***** Page

Mr Bernstein envisions that buildings will be ‘assembled’ and then mass customised, enabling sophisticated design changes, even though components are configured within a production line environment.
He provides a number of examples that he says prove that it is in fact possible to utilise digital fabrication and get a unique end result.
For example, BSB built a 57-storey tower, with 800 apartments, in just 19 days (producing an amazing three storeys per day) using prefabricated components.
The B2 Pacific Park building in Brooklyn Navy Yard had a very complex design that used prefabricated components to build 32-storeys, 363 apartments and 930 modules.
Facit Homes has developed a unique way to employ digital fabrication within its BIM process for domestic dwellings. Using Autodesk Revit, customers work with the firm to design their individual home.
The Revit model is then used to generate GCode to run a CNC milling machine, which is delivered to the construction site in a shipping container. The building is assembled from insulated wooden box sections, which are cut fresh each day at the individual building site and controlled back at base in London.
Facit Homes managing director Bruce Bell explains why he thinks the traditional view of prefab buildings from factories will not work in the residential sector. “There is a direct correlation between factory fabrication and repetition, because you can’t have factories sitting idle due to the overheads.
So, as soon as you have a factory, you need turnover, and in order to have turnover, you need standardisation – and you end up producing the same thing over and over again,” he says.
“If you build on-site, which [is the case for] the vast majority of buildings, the constraints are completely different and fabricating on demand has benefits such as having no heating, storage costs etc, as running a factory would.
“The economics (of prefab) just don’t stand up. It leads to standardisation and people don’t want the same, and every site has its own requirements. There is no one size fits all.”
Robotics use in construction remains embryonic, with today’s plinth-located manufacturing robots making Doctor Who’s Daleks look positively advanced.
However, there are a number of projects that aim to teach robots to weld and lay brick. To do this, it is important to overcome platform immovability, limited arm reach, onsite spatial awareness and real-time clash detection.
Safety is also a major concern as these robots will be more than likely working alongside humans. (see ‘Five technologies to keep your eye on’ below for some of the latest developments).
When it comes to 3D printing technology, there remains considerable hype around potential applications, even though the technology has been around for a while now.

**********
***** Entries

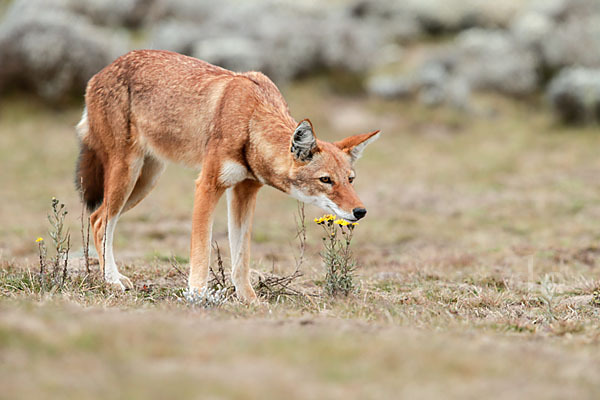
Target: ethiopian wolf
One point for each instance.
(151, 106)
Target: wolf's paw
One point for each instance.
(119, 280)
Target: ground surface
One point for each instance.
(479, 261)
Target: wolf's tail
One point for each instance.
(89, 171)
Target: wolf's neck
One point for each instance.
(268, 152)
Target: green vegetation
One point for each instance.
(477, 269)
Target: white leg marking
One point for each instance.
(238, 244)
(83, 126)
(232, 173)
(111, 272)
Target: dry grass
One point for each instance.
(478, 269)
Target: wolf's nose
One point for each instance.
(359, 213)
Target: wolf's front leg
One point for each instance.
(241, 200)
(206, 197)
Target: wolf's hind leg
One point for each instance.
(118, 185)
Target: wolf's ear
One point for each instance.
(304, 142)
(354, 145)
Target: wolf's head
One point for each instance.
(323, 172)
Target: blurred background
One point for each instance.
(477, 261)
(430, 51)
(489, 112)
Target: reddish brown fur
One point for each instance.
(149, 106)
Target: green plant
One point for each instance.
(339, 261)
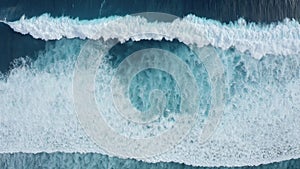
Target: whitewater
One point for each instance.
(260, 122)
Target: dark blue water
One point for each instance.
(14, 45)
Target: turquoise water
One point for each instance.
(262, 88)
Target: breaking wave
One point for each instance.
(281, 38)
(261, 117)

**********

**Goal 1:**
Answer these questions on the digital fabrication text:
(a) How many days did BSB take to build its 57-storey tower?
(b) Which software do Facit Homes customers use with the firm to design their home?
(c) Where is the CNC milling machine delivered, and in what?
**Goal 2:** Please reproduce the stretch of the digital fabrication text from "Safety is also" through "the latest developments).".

**Task result 1:**
(a) 19 days
(b) Autodesk Revit
(c) To the construction site, in a shipping container

**Task result 2:**
Safety is also a major concern as these robots will be more than likely working alongside humans. (see ‘Five technologies to keep your eye on’ below for some of the latest developments).